-------- Entries shown --------

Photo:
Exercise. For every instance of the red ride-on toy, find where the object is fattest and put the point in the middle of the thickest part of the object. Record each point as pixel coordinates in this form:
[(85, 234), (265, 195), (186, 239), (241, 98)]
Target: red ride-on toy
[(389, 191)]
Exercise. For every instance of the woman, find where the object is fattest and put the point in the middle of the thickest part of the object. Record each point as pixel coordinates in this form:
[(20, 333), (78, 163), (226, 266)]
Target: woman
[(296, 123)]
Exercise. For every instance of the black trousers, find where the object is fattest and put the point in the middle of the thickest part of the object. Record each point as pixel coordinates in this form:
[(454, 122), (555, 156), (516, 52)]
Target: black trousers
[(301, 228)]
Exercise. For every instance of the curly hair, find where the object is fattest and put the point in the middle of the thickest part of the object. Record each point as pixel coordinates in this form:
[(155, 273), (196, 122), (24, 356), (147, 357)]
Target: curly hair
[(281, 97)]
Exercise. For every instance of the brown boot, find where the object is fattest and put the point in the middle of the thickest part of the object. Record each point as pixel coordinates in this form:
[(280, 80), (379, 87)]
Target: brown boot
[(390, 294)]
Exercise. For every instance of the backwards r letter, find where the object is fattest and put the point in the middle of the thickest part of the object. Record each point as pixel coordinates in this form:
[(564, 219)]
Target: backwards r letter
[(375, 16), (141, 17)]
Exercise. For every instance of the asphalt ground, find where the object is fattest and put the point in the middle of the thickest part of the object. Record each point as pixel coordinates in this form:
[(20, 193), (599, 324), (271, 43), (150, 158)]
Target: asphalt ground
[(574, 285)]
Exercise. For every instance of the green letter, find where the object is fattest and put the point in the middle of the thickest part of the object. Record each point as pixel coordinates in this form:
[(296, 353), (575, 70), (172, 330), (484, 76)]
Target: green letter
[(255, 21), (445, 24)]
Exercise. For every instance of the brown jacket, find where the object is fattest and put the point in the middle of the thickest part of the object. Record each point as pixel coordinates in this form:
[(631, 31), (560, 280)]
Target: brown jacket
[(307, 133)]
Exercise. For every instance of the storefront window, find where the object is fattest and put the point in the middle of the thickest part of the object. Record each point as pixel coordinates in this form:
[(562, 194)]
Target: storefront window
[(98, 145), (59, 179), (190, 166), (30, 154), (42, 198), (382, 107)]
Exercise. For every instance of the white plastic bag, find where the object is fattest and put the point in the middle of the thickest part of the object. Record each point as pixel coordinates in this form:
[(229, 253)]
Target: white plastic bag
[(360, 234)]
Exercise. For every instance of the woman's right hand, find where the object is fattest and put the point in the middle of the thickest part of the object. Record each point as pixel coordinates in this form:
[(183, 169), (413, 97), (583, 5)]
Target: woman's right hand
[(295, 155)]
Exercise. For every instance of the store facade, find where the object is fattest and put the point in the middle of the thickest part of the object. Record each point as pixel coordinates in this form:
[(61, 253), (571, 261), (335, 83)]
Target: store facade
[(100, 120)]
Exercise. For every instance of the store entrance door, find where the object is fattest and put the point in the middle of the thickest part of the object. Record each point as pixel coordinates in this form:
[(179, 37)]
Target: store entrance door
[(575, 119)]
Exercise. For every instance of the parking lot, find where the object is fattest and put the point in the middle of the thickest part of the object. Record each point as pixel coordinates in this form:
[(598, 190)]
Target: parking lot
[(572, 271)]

--------

Short problem: Rewrite the lines of the listing above as a numbered list, leaving out any blank lines.

Written answer:
1. Photo:
2. Exercise. For every instance of the red ride-on toy, find where the object is fattest and put the point in the middle of the thickest part of the object. Record each point as pixel coordinates in this form:
3. [(85, 234), (265, 195), (186, 239), (241, 98)]
4. Target: red ride-on toy
5. [(389, 191)]
6. Exercise. For every instance of the woman, find where the object is fattest and put the point in the middle of the thickest part of the object. Record each point as pixel coordinates in this form:
7. [(20, 333), (78, 163), (226, 266)]
8. Target: woman
9. [(296, 123)]
10. Exercise. For every instance of the black trousers, find where the object is fattest and put the point in the middle of the thickest part of the object. Record each point as pixel coordinates in this form:
11. [(454, 122), (555, 156), (516, 52)]
12. Target: black trousers
13. [(301, 228)]
14. Exercise. For every instance of the curly hair, find where the object is fattest and put the point in the middle of the thickest part of the object. Record each point as pixel coordinates in this form:
15. [(155, 273), (196, 122), (24, 356), (147, 357)]
16. Target: curly hair
17. [(281, 97)]
18. Exercise. For every instance of the brown boot, find where the object is fattest and put the point in the middle of the thickest part of the object. Record each point as pixel coordinates in this form:
19. [(280, 80), (379, 87)]
20. Target: brown boot
21. [(390, 294)]
22. Exercise. For every instance of the backwards r letter, find where the object is fattest and put the point in the middle of the thickest part of the object. Record each point as pixel coordinates in this form:
23. [(564, 219)]
24. Target: backwards r letter
25. [(375, 16), (141, 17)]
26. Exercise. For every instance of the asphalt ground, find where the object is fattest and put the point in the middle of the thickest part of the object. Record each point as pixel coordinates in this form:
27. [(20, 193), (599, 324), (271, 43), (150, 158)]
28. Target: asphalt ground
29. [(574, 285)]
30. Exercise. For every instance of the green letter, find where the object is fattest and put the point in the middle of the thickest part of the object. Record each point as pixel coordinates in this form:
31. [(296, 353), (575, 70), (172, 330), (484, 76)]
32. Target: green letter
33. [(255, 21), (445, 24)]
34. Exercise. For every instance of the brown jacket, find where the object is fattest and put the point in the middle of the thickest part of the object. Record each point as pixel coordinates in this form:
35. [(631, 31), (560, 280)]
36. Target: brown jacket
37. [(307, 133)]
38. Exercise. For every instance of the storefront window, find where the object is fattest and put the point in the middle of the thickest part of the object. Record each point as pixel coordinates in this form:
39. [(562, 194)]
40. Target: storefront window
41. [(98, 145), (59, 179), (190, 166), (30, 154), (42, 198), (382, 107)]
42. Exercise. For every instance of the white plastic bag, find where the object is fattest and put the point in the middle of the thickest part of the object. Record each point as pixel coordinates in this form:
43. [(229, 253)]
44. Target: white plastic bag
45. [(360, 234)]
46. Exercise. For every instance of the woman's right hand, find where the object is fattest and put the point in the middle of the thickest part of the object. Record each point as pixel coordinates in this form:
47. [(183, 169), (413, 97), (583, 5)]
48. Target: woman's right hand
49. [(295, 155)]
50. Exercise. For every instance of the store facade, find where the object is fattest and put the point in the middle of the thickest part of the object. Record each point as pixel coordinates in this form:
51. [(61, 253), (571, 261), (335, 83)]
52. Target: store facade
53. [(100, 120)]
54. Exercise. For every instance of the store entrance door, find where the object is fattest and put the point in the middle of the thickest part of the object. Record each point as pixel coordinates in this form:
55. [(179, 37)]
56. Target: store entrance door
57. [(575, 119)]
58. Exercise. For every instance of the parking lot, find where the object is fattest and put the point in the middle of the thickest part of the object. Record each point as pixel coordinates in this form:
59. [(598, 190)]
60. Target: parking lot
61. [(572, 271)]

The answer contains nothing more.